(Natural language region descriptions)
*** Begin section ***

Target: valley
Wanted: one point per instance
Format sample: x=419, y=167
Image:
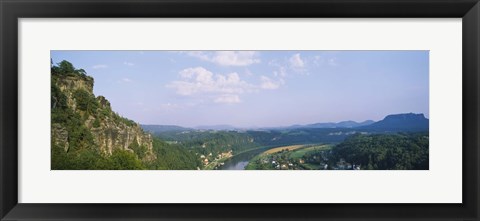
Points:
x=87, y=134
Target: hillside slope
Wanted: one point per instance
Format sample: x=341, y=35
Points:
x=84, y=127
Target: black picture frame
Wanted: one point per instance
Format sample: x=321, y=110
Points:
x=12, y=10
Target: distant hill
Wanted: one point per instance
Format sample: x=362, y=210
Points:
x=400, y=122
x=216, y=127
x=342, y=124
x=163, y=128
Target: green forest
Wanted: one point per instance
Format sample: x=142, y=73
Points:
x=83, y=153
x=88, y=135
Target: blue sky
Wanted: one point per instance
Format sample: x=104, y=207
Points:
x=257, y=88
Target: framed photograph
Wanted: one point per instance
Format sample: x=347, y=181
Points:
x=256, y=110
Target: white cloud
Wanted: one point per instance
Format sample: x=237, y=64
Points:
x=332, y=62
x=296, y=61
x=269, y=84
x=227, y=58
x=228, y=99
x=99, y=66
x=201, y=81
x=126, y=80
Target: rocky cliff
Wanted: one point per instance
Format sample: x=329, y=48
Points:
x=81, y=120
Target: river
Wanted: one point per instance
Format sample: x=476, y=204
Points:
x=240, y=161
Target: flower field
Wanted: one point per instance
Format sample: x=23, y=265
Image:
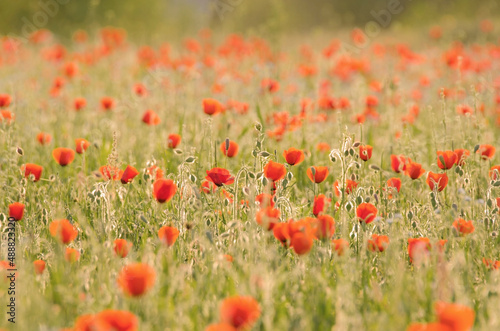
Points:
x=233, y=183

*** End section ***
*** Begin section ***

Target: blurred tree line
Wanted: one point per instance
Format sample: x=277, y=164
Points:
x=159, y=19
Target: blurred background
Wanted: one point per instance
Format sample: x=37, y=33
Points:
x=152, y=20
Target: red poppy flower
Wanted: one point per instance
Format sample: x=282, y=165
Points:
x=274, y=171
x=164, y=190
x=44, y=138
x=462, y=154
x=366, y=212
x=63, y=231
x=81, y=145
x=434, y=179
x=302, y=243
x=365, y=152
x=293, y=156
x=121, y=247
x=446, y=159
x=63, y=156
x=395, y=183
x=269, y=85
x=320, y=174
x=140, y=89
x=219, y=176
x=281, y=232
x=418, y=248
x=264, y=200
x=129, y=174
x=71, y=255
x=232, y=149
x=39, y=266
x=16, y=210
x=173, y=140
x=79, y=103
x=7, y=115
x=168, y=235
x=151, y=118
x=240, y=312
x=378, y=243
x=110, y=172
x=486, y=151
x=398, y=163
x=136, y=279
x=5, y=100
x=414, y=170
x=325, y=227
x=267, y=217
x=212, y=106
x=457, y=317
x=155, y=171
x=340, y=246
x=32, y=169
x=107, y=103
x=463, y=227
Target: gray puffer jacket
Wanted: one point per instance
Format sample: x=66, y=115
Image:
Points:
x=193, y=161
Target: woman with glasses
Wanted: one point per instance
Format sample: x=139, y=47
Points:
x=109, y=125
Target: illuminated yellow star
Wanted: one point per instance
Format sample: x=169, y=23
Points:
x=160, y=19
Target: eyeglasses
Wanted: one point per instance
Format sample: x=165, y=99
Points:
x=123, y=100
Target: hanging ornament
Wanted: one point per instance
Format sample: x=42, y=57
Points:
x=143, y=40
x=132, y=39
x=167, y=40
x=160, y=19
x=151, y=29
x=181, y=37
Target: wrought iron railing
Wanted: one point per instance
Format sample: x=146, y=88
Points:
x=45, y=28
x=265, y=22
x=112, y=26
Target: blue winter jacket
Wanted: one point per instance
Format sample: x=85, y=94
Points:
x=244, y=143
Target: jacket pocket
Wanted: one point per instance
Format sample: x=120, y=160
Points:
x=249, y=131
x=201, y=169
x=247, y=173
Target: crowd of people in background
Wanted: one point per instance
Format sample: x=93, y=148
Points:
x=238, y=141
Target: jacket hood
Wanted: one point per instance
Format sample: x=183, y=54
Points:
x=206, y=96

*** End section ***
*** Begin section ***

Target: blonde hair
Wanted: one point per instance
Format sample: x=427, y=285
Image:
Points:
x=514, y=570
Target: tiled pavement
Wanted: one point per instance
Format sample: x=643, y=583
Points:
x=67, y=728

*** End section ***

Work request:
All lines above between those holding "Target: gray puffer jacket" and "Format sample: x=146, y=88", inclusive, must be set down unchanged, and no other line may be included.

Answer space:
Target: gray puffer jacket
Wanted: one point per instance
Format sample: x=66, y=115
Image:
Points:
x=193, y=161
Target: woman with glasses
Wanted: one point per instance
Format sample: x=139, y=47
Points:
x=109, y=125
Target: illuminated yellow star
Wanted: one point per instance
Format sample: x=169, y=23
Points:
x=160, y=19
Target: eyeglasses
Wanted: one point per instance
Format sample: x=165, y=99
Points:
x=123, y=100
Target: hanging ornament
Wanted: one point per instance
Format sample: x=42, y=57
Points:
x=143, y=40
x=132, y=39
x=167, y=40
x=160, y=19
x=151, y=29
x=181, y=37
Target: wrought iron railing
Wanted: one point per instance
Format sample: x=146, y=88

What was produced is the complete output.